Entries taken from a collection
= = = =

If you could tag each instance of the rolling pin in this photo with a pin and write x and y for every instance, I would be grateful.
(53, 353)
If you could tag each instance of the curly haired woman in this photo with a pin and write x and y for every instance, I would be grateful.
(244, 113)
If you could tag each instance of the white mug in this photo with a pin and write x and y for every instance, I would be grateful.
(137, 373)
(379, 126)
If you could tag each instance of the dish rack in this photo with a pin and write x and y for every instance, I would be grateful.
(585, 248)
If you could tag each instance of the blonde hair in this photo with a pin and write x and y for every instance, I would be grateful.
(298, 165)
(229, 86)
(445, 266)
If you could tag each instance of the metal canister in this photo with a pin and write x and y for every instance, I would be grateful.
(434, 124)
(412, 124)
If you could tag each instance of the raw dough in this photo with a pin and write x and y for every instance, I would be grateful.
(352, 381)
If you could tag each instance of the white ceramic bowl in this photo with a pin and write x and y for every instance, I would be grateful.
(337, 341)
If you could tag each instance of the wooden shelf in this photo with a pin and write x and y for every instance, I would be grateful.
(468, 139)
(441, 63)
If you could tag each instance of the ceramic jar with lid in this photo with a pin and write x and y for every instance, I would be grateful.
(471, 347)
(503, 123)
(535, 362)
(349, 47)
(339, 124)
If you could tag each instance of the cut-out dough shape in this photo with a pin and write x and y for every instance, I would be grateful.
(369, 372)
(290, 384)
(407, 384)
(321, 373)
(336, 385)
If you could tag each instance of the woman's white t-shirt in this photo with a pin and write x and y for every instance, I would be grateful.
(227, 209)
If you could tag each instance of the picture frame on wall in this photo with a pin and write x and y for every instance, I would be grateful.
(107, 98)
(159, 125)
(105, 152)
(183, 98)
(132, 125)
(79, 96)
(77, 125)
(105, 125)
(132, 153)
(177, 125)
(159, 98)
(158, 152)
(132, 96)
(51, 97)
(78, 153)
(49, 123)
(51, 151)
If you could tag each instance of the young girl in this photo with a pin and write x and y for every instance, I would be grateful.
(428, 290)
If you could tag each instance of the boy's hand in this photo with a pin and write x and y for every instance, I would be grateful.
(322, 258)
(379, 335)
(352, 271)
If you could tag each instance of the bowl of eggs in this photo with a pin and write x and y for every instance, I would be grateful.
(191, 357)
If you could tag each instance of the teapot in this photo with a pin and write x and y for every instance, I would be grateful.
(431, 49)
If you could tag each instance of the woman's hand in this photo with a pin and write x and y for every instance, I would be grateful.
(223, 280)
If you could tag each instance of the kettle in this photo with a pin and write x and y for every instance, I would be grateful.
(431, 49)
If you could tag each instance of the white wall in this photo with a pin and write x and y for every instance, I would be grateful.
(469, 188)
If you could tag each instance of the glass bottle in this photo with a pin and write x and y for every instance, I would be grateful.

= = = =

> **EXERCISE DETAILS**
Every entry must be duplicated exactly as it was written.

> **WRITTEN REPLY**
If you could tag each instance of the rolling pin in this photo with a pin and write x and y for every instance, I would be grateful.
(53, 353)
If you could tag each instance of the curly haired woman in this photo with a pin and write x and y for every instance, I would be grateful.
(244, 113)
If you could tag each instance of the white mug in this photo with a pin and write x and y for every instance, I would be grateful.
(137, 373)
(379, 126)
If you could tag each instance of the dish rack in this photo with a pin and write x and y for every instance, I would be grateful.
(585, 248)
If you could tag each instance of the blonde hair in this photo with a pin and write x and y for every instance, I would be grateful.
(298, 165)
(229, 86)
(445, 266)
If you could tag each instance of the metal canister in this photo with a pin and write x and y for every instance, I would be grateful.
(434, 124)
(412, 124)
If you could tag each instance of the raw dough in this photo with a pin and write x and y for every instance, I would be grateful.
(352, 381)
If you could tag each instance of the white ceramic bowl in this photo with a pin and write x and y for every instance, I would be grateful.
(337, 341)
If you could tag each instance of the wooden shelf in this photo with a pin and write x and y for every instance, I would be grateful.
(468, 139)
(441, 63)
If you could tag each instance of the ceramic jar with lid in this photo with a pin and write x and y for every instance, I would be grateful.
(471, 347)
(503, 123)
(535, 362)
(349, 47)
(339, 124)
If you could tag each instance of the cut-out dough shape in this photo with a pin and write x and y for every instance, I would be grateful.
(369, 372)
(290, 384)
(407, 384)
(321, 373)
(336, 385)
If you could tag each instance of the woman's white t-shirt in this photo with a pin and write x and y for every instance, I would be grateful.
(227, 209)
If you could tag each instance of the picture frame on wall in this photo with a pin and write x and y for every instance, I would be grateful.
(107, 98)
(159, 125)
(105, 152)
(183, 98)
(132, 125)
(79, 96)
(77, 125)
(105, 125)
(132, 153)
(177, 125)
(159, 98)
(158, 152)
(132, 96)
(51, 97)
(78, 153)
(49, 123)
(51, 151)
If you could tag each instance of the young girl in this photo with a pin and write x and y for every instance, I would be grateful.
(428, 290)
If you could tag each instance of the boy's hand in this photo with a pin and write x and y for every instance, I would be grateful.
(322, 258)
(379, 335)
(352, 271)
If you could tag each instance of the bowl of eggs in this photo with a pin and write x and y for every instance, I would be grateful.
(191, 357)
If you could tag each instance of the teapot in this photo with a pin and write x and y for every instance, I would be grateful.
(431, 49)
If you could tag each instance of the woman's hand in this photo with a pin and write x and y for every instance, I would be grateful.
(223, 280)
If you could tag each instance of the kettle in this photo with a pin and write x and y for every instance, I would be grateful.
(431, 49)
If you could tag each instance of the white wall in this photo with a pin and write x and y for every instance, I would be grateful.
(469, 188)
If you could tag each instance of the glass bottle in this photo with a pin and write x and y for every instance, I would be grateful.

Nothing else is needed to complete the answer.